* PASSAGE PROVIDED

The reason the oft-cited Dwellingup wildfire was so
severe was not the lack of pre-emptive burning. The
1961 Royal Commission report says:
“Statements
that the Forests Department does not carry out controlled
burning in the Dwellingup forests are entirely without
justification. The Department has control burnt extensive
areas each year for the last 40 years and more than
ever at the present day.”
Rather,
logging operations, which had opened up the forest canopy
and created vast amounts of logging debris, were a major
cause.
The
NSW wildfires
Responding to the chorus of calls for more and bigger
prescribed burns in NSW, Rural Fire Service Chief Commissioner
Phil Koperberg warned:
“The
previous practice of broad acre burns runs the risk
of permanently changing the balance among the plants
and animals which make our landscape unique and attract
millions of tourists each year…. The prospect
of regular, comprehensive prescribed burning to convert
the entire 5.4 million hectares of national parks into
a garden landscape is, however, out of the question…Strategic
fuel reduction, not widespread burning, is central to
protect lives and property.” [Sydney Morning Herald,
7 January 2002; full article available from WAFA]
Fire
and the greenhouse effect
"On
the other side of the issue, fire has short-term potential
feedback effect into the greenhouse effect. N. Burrows
(pers comm.) has calculated that the present fuel reduction
burning program throughout the State forests produces
annually about 46,000 tonnes of particulate matters
and 4.14 million tonnes of CO2" [The Greenhouse
effect and Western Australian forests, unpublished (suppressed),
1991.].

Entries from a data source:
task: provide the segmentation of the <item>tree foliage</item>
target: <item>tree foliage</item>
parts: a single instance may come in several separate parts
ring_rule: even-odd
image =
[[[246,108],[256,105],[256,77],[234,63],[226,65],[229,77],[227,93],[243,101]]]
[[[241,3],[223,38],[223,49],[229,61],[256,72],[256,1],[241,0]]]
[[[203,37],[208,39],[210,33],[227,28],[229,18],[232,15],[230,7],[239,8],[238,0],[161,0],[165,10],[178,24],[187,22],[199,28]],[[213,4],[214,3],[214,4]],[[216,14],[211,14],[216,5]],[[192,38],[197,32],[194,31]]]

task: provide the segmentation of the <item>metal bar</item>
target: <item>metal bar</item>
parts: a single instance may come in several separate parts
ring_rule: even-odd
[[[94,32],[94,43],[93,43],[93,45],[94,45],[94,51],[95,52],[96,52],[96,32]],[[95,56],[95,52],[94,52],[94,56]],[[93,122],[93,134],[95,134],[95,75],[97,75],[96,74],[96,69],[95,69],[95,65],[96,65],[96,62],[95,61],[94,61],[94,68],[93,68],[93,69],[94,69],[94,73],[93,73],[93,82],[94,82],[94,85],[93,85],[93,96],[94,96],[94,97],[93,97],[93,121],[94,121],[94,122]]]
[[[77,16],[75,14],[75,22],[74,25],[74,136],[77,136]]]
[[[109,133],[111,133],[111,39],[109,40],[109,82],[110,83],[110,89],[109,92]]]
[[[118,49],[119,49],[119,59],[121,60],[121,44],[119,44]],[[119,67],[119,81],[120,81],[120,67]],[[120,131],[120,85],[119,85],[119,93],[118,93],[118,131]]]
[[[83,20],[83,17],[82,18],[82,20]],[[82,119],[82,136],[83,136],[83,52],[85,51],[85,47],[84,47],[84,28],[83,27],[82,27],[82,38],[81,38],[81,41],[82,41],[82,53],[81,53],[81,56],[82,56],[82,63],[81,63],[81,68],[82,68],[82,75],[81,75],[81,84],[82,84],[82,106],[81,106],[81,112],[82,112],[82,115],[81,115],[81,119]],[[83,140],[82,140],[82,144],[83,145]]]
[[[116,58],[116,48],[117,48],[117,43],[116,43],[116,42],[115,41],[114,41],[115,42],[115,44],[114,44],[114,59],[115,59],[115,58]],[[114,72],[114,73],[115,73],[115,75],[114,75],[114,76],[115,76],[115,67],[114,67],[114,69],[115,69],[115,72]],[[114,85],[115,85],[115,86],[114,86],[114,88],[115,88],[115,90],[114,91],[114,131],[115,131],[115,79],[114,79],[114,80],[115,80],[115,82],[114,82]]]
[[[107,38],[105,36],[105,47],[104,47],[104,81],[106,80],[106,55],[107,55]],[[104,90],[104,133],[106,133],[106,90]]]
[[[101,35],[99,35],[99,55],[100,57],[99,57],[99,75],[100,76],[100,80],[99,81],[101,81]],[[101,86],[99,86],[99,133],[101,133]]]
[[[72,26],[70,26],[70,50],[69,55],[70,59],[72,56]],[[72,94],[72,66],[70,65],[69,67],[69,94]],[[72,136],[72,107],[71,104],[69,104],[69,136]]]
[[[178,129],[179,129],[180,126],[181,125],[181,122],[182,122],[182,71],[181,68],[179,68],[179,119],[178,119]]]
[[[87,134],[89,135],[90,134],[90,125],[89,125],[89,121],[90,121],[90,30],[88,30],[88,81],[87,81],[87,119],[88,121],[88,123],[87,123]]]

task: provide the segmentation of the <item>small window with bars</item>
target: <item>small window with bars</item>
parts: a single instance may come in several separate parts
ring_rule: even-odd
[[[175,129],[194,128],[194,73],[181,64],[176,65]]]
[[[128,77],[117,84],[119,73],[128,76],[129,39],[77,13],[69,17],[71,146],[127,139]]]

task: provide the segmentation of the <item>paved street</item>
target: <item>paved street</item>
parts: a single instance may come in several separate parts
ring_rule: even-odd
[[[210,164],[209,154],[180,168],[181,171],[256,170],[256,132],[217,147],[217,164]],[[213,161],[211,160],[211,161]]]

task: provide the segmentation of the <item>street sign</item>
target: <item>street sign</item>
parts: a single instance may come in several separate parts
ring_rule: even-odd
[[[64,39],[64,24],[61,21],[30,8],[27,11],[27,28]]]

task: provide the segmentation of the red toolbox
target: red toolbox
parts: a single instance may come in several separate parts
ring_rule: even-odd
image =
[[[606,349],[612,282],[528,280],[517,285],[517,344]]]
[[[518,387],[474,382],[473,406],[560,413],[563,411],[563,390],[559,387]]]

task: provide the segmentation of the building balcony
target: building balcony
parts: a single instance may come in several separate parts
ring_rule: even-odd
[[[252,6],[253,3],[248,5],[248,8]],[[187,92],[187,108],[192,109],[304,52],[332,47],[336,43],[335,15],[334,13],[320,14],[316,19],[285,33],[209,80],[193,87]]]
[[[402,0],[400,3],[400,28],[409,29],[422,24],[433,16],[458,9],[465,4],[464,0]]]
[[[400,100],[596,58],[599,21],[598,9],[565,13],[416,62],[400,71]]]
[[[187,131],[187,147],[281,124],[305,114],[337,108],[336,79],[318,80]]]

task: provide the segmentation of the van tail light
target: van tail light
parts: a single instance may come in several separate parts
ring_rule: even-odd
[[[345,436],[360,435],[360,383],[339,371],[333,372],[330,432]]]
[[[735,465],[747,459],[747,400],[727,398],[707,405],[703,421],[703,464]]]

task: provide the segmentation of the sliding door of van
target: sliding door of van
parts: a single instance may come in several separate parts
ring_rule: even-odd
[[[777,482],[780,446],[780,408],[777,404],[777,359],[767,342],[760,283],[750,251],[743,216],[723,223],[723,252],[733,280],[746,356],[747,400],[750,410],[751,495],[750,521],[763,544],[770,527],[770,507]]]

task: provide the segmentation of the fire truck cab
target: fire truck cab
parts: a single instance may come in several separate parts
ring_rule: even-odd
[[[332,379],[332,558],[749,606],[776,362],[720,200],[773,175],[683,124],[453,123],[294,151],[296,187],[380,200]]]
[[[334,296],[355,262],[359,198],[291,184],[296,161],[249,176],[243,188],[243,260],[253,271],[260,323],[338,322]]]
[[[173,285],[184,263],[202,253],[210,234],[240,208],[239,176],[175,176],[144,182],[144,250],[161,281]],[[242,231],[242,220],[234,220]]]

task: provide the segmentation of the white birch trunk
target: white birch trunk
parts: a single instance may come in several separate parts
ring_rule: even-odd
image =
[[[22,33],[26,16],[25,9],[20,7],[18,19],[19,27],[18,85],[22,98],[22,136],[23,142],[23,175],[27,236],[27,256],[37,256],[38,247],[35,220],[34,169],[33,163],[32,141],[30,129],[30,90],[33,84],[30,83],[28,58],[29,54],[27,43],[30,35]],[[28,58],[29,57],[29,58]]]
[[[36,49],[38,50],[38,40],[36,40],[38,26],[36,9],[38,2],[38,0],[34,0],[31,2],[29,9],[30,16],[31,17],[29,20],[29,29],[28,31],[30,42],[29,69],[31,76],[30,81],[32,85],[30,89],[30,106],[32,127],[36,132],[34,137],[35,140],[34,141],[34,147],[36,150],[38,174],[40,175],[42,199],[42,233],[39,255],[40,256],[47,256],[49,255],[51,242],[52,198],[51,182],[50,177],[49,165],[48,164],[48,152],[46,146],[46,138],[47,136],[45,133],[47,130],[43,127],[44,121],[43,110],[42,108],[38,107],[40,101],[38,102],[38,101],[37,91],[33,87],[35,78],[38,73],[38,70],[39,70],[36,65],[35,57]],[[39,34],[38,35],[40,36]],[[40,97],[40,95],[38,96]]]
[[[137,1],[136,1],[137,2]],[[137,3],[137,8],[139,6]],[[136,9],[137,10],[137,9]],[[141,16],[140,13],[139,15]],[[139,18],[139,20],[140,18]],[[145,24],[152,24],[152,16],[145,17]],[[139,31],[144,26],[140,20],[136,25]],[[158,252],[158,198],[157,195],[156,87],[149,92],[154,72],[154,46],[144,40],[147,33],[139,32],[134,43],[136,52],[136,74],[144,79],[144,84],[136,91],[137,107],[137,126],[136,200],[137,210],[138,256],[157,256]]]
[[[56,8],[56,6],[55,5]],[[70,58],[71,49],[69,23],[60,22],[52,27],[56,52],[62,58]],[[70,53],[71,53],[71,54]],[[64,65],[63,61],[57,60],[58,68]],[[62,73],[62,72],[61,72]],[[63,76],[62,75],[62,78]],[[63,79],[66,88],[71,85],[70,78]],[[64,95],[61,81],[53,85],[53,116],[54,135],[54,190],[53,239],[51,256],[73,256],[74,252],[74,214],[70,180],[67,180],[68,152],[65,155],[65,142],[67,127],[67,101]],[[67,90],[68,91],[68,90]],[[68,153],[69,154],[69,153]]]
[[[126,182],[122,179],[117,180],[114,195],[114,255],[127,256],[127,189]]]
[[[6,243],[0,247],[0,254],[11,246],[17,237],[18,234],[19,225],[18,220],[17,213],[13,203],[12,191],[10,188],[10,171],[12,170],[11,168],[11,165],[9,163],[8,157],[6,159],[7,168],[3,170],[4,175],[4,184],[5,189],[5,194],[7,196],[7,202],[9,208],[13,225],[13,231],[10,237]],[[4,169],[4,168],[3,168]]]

* SET PROBLEM
Copy out the whole passage on wildfires and prescribed burning above, word for word.

* TASK RESULT
The reason the oft-cited Dwellingup wildfire was so
severe was not the lack of pre-emptive burning. The
1961 Royal Commission report says:
“Statements
that the Forests Department does not carry out controlled
burning in the Dwellingup forests are entirely without
justification. The Department has control burnt extensive
areas each year for the last 40 years and more than
ever at the present day.”
Rather,
logging operations, which had opened up the forest canopy
and created vast amounts of logging debris, were a major
cause.
The
NSW wildfires
Responding to the chorus of calls for more and bigger
prescribed burns in NSW, Rural Fire Service Chief Commissioner
Phil Koperberg warned:
“The
previous practice of broad acre burns runs the risk
of permanently changing the balance among the plants
and animals which make our landscape unique and attract
millions of tourists each year…. The prospect
of regular, comprehensive prescribed burning to convert
the entire 5.4 million hectares of national parks into
a garden landscape is, however, out of the question…Strategic
fuel reduction, not widespread burning, is central to
protect lives and property.” [Sydney Morning Herald,
7 January 2002; full article available from WAFA]
Fire
and the greenhouse effect
"On
the other side of the issue, fire has short-term potential
feedback effect into the greenhouse effect. N. Burrows
(pers comm.) has calculated that the present fuel reduction
burning program throughout the State forests produces
annually about 46,000 tonnes of particulate matters
and 4.14 million tonnes of CO2" [The Greenhouse
effect and Western Australian forests, unpublished (suppressed),
1991.].